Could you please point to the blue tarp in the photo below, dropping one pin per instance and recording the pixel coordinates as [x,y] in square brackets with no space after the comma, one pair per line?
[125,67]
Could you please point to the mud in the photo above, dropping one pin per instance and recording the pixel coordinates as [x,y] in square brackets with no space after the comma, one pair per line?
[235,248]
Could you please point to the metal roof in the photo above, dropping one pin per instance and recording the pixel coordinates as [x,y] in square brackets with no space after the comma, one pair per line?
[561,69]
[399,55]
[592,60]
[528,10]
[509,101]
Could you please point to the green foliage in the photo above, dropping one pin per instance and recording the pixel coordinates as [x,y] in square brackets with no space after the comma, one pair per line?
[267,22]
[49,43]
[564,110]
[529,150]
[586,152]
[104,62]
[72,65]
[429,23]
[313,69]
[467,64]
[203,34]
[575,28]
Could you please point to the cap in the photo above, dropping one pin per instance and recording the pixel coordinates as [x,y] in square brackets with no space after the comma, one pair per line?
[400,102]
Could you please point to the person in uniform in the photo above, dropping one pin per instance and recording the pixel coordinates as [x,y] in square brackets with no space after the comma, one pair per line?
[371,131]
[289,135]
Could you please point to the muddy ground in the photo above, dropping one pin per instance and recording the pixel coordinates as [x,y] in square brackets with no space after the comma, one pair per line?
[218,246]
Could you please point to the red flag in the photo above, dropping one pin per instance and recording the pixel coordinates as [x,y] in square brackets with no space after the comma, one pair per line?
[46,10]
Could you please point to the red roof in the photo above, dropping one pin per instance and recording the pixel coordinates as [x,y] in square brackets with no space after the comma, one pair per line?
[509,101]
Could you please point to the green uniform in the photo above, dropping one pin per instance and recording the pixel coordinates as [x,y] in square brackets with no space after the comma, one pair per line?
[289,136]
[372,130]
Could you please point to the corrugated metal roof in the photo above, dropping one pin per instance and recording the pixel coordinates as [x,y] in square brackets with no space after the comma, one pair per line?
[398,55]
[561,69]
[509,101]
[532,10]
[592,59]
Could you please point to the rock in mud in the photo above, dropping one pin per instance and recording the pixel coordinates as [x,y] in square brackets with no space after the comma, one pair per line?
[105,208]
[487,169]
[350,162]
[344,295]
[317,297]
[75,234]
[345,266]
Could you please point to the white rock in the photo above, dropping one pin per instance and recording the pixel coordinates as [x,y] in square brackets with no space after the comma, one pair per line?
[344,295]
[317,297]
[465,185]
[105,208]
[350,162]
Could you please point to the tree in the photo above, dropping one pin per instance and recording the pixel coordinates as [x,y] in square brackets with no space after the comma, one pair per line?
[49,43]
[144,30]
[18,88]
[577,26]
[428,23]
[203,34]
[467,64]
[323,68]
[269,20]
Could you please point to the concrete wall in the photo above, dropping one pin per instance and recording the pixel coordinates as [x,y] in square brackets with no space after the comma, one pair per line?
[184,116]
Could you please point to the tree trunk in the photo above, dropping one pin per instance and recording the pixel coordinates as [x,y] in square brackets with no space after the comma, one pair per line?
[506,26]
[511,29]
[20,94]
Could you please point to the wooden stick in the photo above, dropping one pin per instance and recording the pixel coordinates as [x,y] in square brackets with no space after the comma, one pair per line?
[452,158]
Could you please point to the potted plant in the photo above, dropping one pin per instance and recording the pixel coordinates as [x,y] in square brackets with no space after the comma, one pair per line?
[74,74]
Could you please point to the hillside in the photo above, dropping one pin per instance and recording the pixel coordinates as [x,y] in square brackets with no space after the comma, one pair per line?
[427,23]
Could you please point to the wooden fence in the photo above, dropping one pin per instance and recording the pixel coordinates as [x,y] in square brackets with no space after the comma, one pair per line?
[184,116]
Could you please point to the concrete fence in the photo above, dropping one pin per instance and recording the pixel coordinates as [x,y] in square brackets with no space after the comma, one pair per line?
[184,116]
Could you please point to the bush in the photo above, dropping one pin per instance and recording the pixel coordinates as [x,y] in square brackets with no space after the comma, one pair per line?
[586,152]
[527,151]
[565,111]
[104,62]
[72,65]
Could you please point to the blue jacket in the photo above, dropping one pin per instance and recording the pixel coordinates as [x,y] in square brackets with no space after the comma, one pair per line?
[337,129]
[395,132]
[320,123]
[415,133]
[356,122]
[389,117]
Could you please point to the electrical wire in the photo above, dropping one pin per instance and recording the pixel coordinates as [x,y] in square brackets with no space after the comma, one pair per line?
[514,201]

- _POLECENIE_
Przedstaw wszystkie powyższe zapisy jako listę JSON złożoną z napisów, po jednym na każdy wiersz, z pominięciem pustych wierszy.

- _WYNIK ZADANIA_
[
  "Could you please point to the blue tarp in the photo below, dropping one pin per instance and recording the pixel coordinates as [x,y] in square brackets with no space after the comma, one pair per line?",
  "[125,67]",
  "Could you please point to the mud in the photo above, dropping one pin per instance and recording the pixel coordinates as [x,y] in square brackets with no space after the comma, one pair per line?",
  "[235,248]",
  "Could you please point to the metal roof in the photo above, dropping one pin per instance and recording the pixel coordinates as [x,y] in square brackets with no space after the comma, one pair per line?",
  "[561,69]",
  "[399,55]",
  "[592,60]",
  "[528,10]",
  "[509,101]",
  "Could you please point to the green foliage in the photo above, dropping one pin per instance and recording the pixel coordinates as [x,y] in square brackets with no space after the comma, one pair per line?",
  "[267,22]",
  "[49,43]",
  "[564,110]",
  "[529,150]",
  "[586,152]",
  "[104,62]",
  "[72,65]",
  "[429,23]",
  "[313,69]",
  "[467,64]",
  "[203,34]",
  "[575,28]",
  "Could you please point to the cap in the photo above, dropping one pin per instance and recording the pixel coordinates as [x,y] in square brackets with no space after the comma, one pair per line?",
  "[400,102]",
  "Could you please point to the person in uniform in the photo above, dropping one pin per instance and recording the pixel coordinates as [x,y] in square brackets with no space after the comma, one pair per line?",
  "[371,131]",
  "[289,135]",
  "Could you please point to the muddy ground in the photo above, dropping one pin per instance and recording the pixel coordinates as [x,y] in square brackets with no space after the comma, one pair per line?",
  "[218,246]",
  "Could you please point to the red flag in the photo above, dropping one pin per instance and recording the pixel coordinates as [x,y] in square brackets with no space after the comma, one pair per line?",
  "[46,10]",
  "Could you please point to the red roof in the photo above, dropping one pin per instance and recording the pixel coordinates as [x,y] in square brackets with no space after the comma, one pair per line?",
  "[509,101]",
  "Could you please point to the green uniform in the photo above, dropping one pin per instance and recording the pixel coordinates as [x,y] in square brackets with no space after the comma, one pair per line?",
  "[289,136]",
  "[372,130]",
  "Could you please point to the corrugated metal roof in the photo above, dropping one pin per instance and recording the pixel coordinates as [x,y] in square brackets with no space after the comma, one pair per line?",
  "[398,55]",
  "[561,69]",
  "[509,101]",
  "[532,10]",
  "[592,59]",
  "Could you please point to the rock in mud in the photo above, dropping one pin per instance and recording the pixel coordinates as [x,y] in square brackets with no space after the comma, one pair per line?",
  "[105,208]",
  "[487,169]",
  "[350,162]",
  "[344,295]",
  "[317,297]",
  "[75,234]",
  "[345,266]",
  "Could you please point to the white rock in the photo above, dropping one pin per instance and recording the pixel coordinates as [x,y] in square brackets with no space after the comma, one pair per line?",
  "[344,295]",
  "[317,297]",
  "[465,185]",
  "[105,208]",
  "[350,162]",
  "Could you please point to the tree in the photo above, dropping one pin per instance and recording the pixel coordinates as [x,y] in square brackets with no space after the comma, one pair per line?",
  "[49,43]",
  "[144,30]",
  "[18,88]",
  "[577,26]",
  "[428,23]",
  "[203,34]",
  "[467,64]",
  "[323,68]",
  "[269,20]",
  "Could you please point to the concrete wall in the photo above, dropping one pin per instance and recording the pixel coordinates as [x,y] in square brackets with no space after the comma, one pair per line?",
  "[184,116]",
  "Could you please point to the tree trunk in the photo above, dropping one pin per instance and recording the pixel coordinates as [x,y] in square brackets with no space after the comma, one pair per line?",
  "[506,26]",
  "[511,29]",
  "[20,94]",
  "Could you please point to the wooden stick in the photo above, dropping one pin per instance and recording the pixel coordinates as [x,y] in square brackets with no space after the comma, one pair per line?",
  "[452,158]",
  "Could you please point to the potted plant in the photo above, dropping one pin per instance and recording the pixel coordinates as [x,y] in square brackets with no space after the comma, one pair per line?",
  "[74,74]",
  "Could you please point to the hillside in the photo above, dropping one pin per instance and recording the pixel coordinates as [x,y] in square brackets with no space after the comma, one pair per line?",
  "[427,23]",
  "Could you please point to the wooden fence in the photo above, dropping one pin per instance and recording the pixel coordinates as [x,y] in square brackets with no space after the comma, one pair per line?",
  "[184,116]",
  "Could you please point to the concrete fence in the photo above, dropping one pin per instance and recording the pixel coordinates as [x,y] in square brackets with no space after the comma, one pair per line?",
  "[184,116]",
  "Could you please point to the bush in the photo above, dropping one pin per instance and recording the pixel coordinates as [x,y] in square brackets with no space after the comma, one pair per line?",
  "[586,152]",
  "[527,151]",
  "[565,111]",
  "[104,62]",
  "[72,65]",
  "Could you please point to the blue jacket in the photo above, dropping one pin per instance and recording the pixel coordinates as [x,y] in square brackets with no space after the comma, one pair per line?",
  "[337,129]",
  "[395,132]",
  "[320,123]",
  "[415,133]",
  "[356,122]",
  "[389,117]",
  "Could you please point to the electrical wire in the photo above, dropping one pin per instance and recording the pixel coordinates as [x,y] in square brackets with no space after the comma, one pair per line?",
  "[514,201]"
]